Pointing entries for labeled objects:
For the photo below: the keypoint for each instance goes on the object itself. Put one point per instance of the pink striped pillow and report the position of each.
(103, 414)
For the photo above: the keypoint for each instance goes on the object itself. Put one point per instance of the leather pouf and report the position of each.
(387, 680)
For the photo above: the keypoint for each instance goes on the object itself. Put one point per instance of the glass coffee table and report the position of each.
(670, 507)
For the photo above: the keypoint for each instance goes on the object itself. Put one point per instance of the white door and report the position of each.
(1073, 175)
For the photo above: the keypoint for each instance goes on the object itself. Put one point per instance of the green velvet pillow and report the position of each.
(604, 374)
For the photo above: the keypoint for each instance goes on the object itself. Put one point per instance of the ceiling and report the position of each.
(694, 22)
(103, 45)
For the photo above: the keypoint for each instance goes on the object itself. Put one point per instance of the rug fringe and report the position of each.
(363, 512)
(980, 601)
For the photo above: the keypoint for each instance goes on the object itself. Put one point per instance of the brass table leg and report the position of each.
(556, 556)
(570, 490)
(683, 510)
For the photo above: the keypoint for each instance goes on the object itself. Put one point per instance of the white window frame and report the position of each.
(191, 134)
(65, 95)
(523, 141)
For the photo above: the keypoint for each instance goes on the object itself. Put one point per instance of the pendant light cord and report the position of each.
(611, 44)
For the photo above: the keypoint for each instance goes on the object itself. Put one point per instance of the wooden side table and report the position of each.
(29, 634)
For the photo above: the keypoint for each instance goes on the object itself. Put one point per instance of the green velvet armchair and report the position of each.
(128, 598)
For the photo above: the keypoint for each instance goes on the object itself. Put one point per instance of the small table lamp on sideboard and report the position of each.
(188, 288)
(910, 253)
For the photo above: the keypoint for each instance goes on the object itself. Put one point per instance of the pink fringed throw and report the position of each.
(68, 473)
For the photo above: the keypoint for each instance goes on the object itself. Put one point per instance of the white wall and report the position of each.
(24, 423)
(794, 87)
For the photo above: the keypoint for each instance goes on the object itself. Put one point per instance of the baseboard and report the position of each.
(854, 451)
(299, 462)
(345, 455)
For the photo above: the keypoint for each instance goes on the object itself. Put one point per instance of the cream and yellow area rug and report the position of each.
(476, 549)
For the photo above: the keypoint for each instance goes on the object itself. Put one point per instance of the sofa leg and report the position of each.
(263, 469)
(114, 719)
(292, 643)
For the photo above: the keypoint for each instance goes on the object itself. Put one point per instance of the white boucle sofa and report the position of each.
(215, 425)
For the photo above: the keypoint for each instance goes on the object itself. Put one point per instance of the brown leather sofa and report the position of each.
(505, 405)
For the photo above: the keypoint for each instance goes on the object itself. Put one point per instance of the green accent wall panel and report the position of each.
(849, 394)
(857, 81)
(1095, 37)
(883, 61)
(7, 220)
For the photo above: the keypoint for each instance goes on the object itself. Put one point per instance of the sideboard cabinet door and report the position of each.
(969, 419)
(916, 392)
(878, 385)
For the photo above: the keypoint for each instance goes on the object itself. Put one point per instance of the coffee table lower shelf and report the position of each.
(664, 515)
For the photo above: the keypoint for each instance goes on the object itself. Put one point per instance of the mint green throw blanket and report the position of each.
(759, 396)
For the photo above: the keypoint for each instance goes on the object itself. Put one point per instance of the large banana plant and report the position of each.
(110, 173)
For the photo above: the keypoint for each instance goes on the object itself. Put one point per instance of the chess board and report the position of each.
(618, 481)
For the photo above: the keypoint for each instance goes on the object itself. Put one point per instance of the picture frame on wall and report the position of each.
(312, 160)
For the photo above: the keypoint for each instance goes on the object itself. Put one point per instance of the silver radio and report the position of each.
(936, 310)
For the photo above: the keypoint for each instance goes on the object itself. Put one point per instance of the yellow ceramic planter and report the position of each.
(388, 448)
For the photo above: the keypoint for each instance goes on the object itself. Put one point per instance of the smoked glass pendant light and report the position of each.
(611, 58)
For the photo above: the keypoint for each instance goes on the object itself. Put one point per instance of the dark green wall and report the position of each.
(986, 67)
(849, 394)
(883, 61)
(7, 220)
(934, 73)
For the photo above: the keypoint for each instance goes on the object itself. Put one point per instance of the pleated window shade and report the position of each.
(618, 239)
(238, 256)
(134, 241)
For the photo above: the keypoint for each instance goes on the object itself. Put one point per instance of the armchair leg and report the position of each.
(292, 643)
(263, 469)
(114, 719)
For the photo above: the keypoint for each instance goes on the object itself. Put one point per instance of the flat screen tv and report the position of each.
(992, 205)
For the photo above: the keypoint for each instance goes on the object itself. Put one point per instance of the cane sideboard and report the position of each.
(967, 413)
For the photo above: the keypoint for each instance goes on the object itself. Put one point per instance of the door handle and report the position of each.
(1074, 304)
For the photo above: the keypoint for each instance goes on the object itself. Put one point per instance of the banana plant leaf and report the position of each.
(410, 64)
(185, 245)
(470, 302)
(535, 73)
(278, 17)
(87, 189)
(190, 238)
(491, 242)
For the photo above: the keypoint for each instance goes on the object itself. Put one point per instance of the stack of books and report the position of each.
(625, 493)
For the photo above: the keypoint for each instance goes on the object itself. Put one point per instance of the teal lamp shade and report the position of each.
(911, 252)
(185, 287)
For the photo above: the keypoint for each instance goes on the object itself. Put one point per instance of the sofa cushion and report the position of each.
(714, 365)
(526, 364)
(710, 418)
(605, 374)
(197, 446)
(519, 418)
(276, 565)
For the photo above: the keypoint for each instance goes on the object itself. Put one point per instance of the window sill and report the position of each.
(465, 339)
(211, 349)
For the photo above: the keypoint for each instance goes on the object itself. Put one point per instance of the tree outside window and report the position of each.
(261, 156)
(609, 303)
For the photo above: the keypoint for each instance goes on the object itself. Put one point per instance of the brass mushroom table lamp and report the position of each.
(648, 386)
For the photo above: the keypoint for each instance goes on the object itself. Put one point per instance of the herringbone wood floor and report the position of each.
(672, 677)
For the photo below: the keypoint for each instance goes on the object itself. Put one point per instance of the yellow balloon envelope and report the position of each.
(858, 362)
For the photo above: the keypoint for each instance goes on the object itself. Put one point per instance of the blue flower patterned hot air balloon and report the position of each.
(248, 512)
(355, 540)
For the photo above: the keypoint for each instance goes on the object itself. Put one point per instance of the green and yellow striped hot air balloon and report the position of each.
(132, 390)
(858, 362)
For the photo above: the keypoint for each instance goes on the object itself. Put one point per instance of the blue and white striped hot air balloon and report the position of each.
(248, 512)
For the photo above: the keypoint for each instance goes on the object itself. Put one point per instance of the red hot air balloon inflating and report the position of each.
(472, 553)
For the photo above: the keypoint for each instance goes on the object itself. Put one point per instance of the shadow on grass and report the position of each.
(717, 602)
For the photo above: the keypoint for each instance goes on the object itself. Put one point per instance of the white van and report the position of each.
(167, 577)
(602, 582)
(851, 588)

**Exercise**
Can you write out the records from the start through the line containing "(1073, 175)", requests included, with every coordinate in the answers multiplied by 1.05 and rounded to a whole number, halves rounding up?

**Complete answer**
For the photo below: the keypoint for each instance goes on the object itself. Put one point per instance of the pink striped pillow and report the position of each.
(108, 435)
For the photo above: the keypoint for each instance goes on the object itself. Put one point per instance of the leather pouf and report the position of each.
(406, 714)
For the photo above: the keypoint for each instance goes on the object itself. Put one point per instance of the glass coffee table and report the position of each.
(704, 532)
For the photo above: the keypoint for each instance goes on the object itself. Put one point per instance of the white door and report the position of each.
(1127, 184)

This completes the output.